SOURCE PASSAGE section start
Hannah says: "Plan early and with a cool head. You don’t want to be having a complete panic the night before when you’re already nervous. It also means you don’t have to pack any dirty clothes you forgot to wash in time."

Open a bank account

Yep, you've already got a bank account, but it's the one your nan opened for you when you were five because it came with a free Thomas The Tank Engine DVD. Securing a hefty interest-free overdraft was less of a priority back then.

These days you need one that's going to let you go into the red without hammering you with interest. You also need one with good freebies, (but don't be swayed by the giveaways if the payoff is a pittance of an overdraft). Check our student bank accounts round-up for what's on offer this year.

Start a budget

There is no way in the world to make budgeting exciting. But while spreadsheets are boring, running out of money after four weeks of the first term is 100 times more so.

This doesn't have to take ages. Just add up your incoming money for the first term, then take away any outgoings you already know about (rent and the like). Whatever's left, divide it by the number of weeks in your term: this is your weekly budget for food, transport and hazy nights in the union. It's probably not going to be much, which is where you need the next step...
SOURCE PASSAGE section end
DATA RECORDS section start
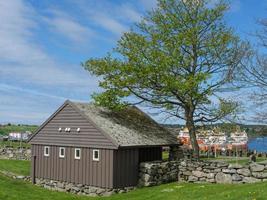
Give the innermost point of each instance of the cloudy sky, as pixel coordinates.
(42, 44)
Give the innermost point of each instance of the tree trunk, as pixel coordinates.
(192, 132)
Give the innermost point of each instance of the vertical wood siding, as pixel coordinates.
(150, 154)
(84, 171)
(70, 118)
(126, 167)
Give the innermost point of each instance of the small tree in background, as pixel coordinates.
(254, 75)
(179, 59)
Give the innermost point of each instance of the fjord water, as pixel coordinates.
(259, 144)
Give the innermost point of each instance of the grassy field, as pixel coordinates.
(5, 129)
(20, 167)
(235, 160)
(18, 190)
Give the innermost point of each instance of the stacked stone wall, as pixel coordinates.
(156, 173)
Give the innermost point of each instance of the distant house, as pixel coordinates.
(84, 144)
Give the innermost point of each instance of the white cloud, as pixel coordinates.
(149, 4)
(25, 60)
(65, 25)
(109, 24)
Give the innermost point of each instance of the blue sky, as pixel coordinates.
(42, 44)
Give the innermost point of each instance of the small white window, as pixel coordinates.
(62, 152)
(46, 151)
(77, 153)
(95, 155)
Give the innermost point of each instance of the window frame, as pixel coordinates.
(75, 156)
(64, 149)
(46, 154)
(94, 158)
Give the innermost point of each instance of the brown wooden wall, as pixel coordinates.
(84, 171)
(150, 154)
(126, 164)
(68, 117)
(126, 168)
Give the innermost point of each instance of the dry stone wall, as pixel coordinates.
(79, 189)
(155, 173)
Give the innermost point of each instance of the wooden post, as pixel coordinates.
(33, 169)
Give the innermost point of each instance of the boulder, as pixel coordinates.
(187, 173)
(236, 177)
(259, 175)
(244, 172)
(256, 167)
(222, 164)
(198, 174)
(192, 179)
(210, 175)
(250, 180)
(229, 171)
(223, 178)
(235, 166)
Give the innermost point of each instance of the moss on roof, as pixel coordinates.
(128, 127)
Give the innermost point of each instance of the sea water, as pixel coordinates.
(259, 144)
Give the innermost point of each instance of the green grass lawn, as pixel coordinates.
(20, 167)
(237, 160)
(18, 190)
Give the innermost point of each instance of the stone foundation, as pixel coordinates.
(156, 173)
(15, 176)
(15, 153)
(79, 189)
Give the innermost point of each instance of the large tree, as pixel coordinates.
(179, 58)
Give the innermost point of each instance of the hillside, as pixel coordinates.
(252, 130)
(7, 128)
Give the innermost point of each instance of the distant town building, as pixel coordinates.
(17, 136)
(215, 139)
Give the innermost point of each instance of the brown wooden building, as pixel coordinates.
(82, 143)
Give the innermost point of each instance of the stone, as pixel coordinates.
(107, 194)
(20, 177)
(236, 177)
(262, 162)
(76, 189)
(211, 180)
(260, 175)
(223, 178)
(210, 175)
(192, 179)
(187, 173)
(235, 166)
(198, 174)
(256, 168)
(229, 171)
(244, 172)
(222, 164)
(60, 185)
(250, 180)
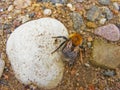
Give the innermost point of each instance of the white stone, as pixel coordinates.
DATA RECORDS section end
## REQUIRED WORK
Can you repeat the student tips passage, starting with "Yep, you've already" and going on through "priority back then.", but switch "nan" to "grandmother"? The records have no connection to the student tips passage.

## OUTPUT OF THE EXERCISE
Yep, you've already got a bank account, but it's the one your grandmother opened for you when you were five because it came with a free Thomas The Tank Engine DVD. Securing a hefty interest-free overdraft was less of a priority back then.